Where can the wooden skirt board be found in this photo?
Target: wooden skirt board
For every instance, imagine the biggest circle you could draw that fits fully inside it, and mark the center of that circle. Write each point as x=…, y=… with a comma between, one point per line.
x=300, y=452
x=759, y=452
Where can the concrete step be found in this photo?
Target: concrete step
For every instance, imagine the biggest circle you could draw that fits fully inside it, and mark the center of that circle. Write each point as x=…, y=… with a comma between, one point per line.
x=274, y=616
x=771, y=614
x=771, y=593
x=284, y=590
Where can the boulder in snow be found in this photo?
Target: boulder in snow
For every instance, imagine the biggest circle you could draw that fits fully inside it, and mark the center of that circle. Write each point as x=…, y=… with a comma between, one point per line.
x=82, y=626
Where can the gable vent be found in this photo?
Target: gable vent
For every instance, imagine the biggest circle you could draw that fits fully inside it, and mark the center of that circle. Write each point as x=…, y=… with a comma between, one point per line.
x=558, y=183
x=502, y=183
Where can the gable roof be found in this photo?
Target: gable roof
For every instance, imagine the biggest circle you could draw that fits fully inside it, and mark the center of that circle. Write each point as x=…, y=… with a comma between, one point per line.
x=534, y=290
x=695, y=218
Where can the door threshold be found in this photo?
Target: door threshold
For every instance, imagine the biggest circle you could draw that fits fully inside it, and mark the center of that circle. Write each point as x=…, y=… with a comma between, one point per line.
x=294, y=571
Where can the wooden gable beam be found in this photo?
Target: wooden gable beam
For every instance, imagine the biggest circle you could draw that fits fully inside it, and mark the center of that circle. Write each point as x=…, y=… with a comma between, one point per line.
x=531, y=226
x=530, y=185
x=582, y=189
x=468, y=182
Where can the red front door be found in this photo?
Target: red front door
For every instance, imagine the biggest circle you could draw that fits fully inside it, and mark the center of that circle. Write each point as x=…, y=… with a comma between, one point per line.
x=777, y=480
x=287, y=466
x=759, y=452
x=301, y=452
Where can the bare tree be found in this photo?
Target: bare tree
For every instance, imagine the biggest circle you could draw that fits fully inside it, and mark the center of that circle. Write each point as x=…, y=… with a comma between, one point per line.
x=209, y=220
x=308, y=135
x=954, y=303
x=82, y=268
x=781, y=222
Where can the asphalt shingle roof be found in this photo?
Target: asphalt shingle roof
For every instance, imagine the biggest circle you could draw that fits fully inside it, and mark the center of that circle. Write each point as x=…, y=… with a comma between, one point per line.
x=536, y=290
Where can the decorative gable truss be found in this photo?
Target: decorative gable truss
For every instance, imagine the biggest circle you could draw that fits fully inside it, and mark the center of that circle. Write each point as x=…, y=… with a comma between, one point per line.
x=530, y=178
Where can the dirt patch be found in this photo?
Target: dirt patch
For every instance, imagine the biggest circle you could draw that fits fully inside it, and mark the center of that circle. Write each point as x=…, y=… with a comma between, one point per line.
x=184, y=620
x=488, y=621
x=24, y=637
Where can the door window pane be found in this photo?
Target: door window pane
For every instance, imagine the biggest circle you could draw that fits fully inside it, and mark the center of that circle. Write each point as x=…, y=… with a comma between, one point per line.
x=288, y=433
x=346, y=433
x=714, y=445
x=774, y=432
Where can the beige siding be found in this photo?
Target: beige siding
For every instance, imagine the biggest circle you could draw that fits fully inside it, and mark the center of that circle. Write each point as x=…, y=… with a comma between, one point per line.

# WORK TO BE COMPLETED:
Reproduce the lines word for word, starting at the line that contains "Where can the dirt" and ending with the final line of the entries.

# SOLUTION TO THIS EXERCISE:
Where can the dirt patch be found in this photo?
Target: dirt patch
For every instance, imagine the biggest circle you could draw that fits fully inside it, and mark the center of that circle. Write each point as x=…, y=… with a comma between, one point per line.
x=184, y=620
x=488, y=621
x=24, y=637
Where can the door window pane be found in this photo?
Target: door window pane
For every instance, imagine the biggest circle you could draw that fits fully inside it, and mark the center of that circle. Write each point as x=…, y=… with a comma between, one point per line.
x=288, y=433
x=346, y=433
x=714, y=445
x=774, y=432
Where can the beige siding be found in this photo?
Target: beige siding
For every instance, imagine the biggest circle you could draw that fits fully inside it, and mark the center of that circle. Write each point as x=…, y=… with a comma between, one point per line.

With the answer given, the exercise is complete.